### Supplied material
....
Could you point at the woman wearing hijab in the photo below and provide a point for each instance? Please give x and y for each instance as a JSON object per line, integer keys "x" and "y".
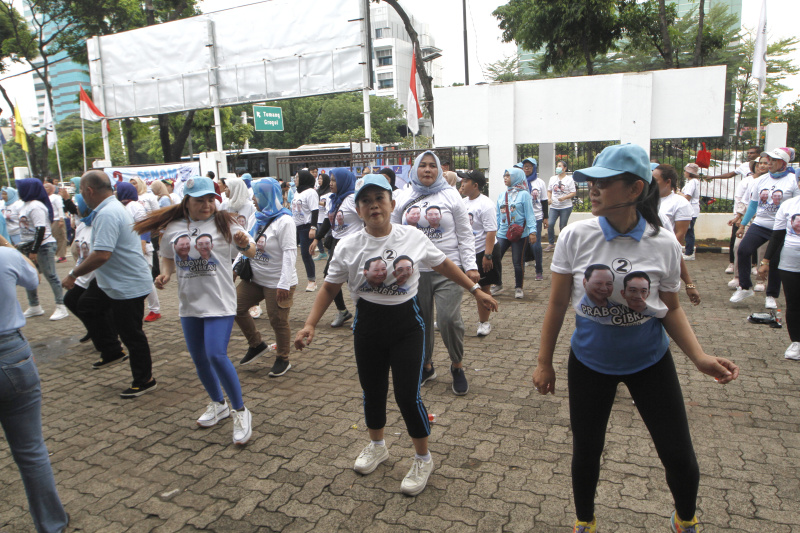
{"x": 437, "y": 210}
{"x": 35, "y": 218}
{"x": 129, "y": 197}
{"x": 239, "y": 202}
{"x": 324, "y": 193}
{"x": 11, "y": 213}
{"x": 515, "y": 206}
{"x": 305, "y": 211}
{"x": 274, "y": 276}
{"x": 342, "y": 219}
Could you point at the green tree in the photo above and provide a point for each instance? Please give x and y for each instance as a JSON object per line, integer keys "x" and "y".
{"x": 572, "y": 32}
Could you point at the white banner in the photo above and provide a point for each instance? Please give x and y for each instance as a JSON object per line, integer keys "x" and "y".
{"x": 179, "y": 172}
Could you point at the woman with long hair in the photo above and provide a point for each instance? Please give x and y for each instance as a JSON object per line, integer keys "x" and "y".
{"x": 305, "y": 211}
{"x": 622, "y": 274}
{"x": 199, "y": 242}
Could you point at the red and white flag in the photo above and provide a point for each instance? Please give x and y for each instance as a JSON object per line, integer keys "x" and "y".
{"x": 89, "y": 111}
{"x": 412, "y": 106}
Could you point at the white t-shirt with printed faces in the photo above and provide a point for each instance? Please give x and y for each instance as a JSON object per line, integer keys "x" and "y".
{"x": 32, "y": 215}
{"x": 276, "y": 255}
{"x": 83, "y": 242}
{"x": 539, "y": 193}
{"x": 383, "y": 270}
{"x": 482, "y": 218}
{"x": 692, "y": 189}
{"x": 203, "y": 266}
{"x": 443, "y": 218}
{"x": 303, "y": 204}
{"x": 788, "y": 218}
{"x": 345, "y": 220}
{"x": 560, "y": 188}
{"x": 674, "y": 208}
{"x": 770, "y": 193}
{"x": 58, "y": 207}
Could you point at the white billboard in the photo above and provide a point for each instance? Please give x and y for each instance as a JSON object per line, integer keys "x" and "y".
{"x": 266, "y": 51}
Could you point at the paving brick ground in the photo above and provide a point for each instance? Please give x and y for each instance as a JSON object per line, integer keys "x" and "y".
{"x": 502, "y": 452}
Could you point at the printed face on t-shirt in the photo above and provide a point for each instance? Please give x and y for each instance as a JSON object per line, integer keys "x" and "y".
{"x": 203, "y": 245}
{"x": 599, "y": 286}
{"x": 403, "y": 269}
{"x": 182, "y": 246}
{"x": 375, "y": 271}
{"x": 433, "y": 215}
{"x": 635, "y": 293}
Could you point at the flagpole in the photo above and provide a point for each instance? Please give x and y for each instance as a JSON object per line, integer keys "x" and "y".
{"x": 83, "y": 138}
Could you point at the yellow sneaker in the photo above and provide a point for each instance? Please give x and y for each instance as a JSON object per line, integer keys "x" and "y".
{"x": 682, "y": 526}
{"x": 585, "y": 527}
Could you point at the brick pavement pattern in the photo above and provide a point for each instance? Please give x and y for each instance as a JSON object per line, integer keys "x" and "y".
{"x": 502, "y": 452}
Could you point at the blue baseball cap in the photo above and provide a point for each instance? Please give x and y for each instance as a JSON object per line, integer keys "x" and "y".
{"x": 197, "y": 186}
{"x": 376, "y": 180}
{"x": 616, "y": 160}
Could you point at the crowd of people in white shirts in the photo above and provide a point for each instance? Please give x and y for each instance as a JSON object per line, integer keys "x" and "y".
{"x": 215, "y": 231}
....
### Task requirements
The output should be exactly the lines from the one containing "Could you point at the yellow" to the final line of the listing above, inclusive.

### Response to the exercise
Could you point at the yellow sneaker in the photo above and provide a point for each instance? Please give x and y for each instance as a JSON object per line, integer keys "x" and "y".
{"x": 682, "y": 526}
{"x": 585, "y": 527}
Could you point at the brick pavement pattern in the photo above and provide a point for each instance? Please give x and y for each instance as a JSON object per line, integer keys "x" and "y".
{"x": 502, "y": 452}
Could you point at the blue baseball cap in the photo above and provide a point for each instance? Please give x and y for each instance as a JSON object per line, integer keys "x" and "y".
{"x": 197, "y": 186}
{"x": 376, "y": 180}
{"x": 616, "y": 160}
Could you point at the crowd of people in white shirts in the photo above and provide a point for each instance? Please give x and y for each instance as a JSON object per line, integer keys "x" and "y".
{"x": 215, "y": 231}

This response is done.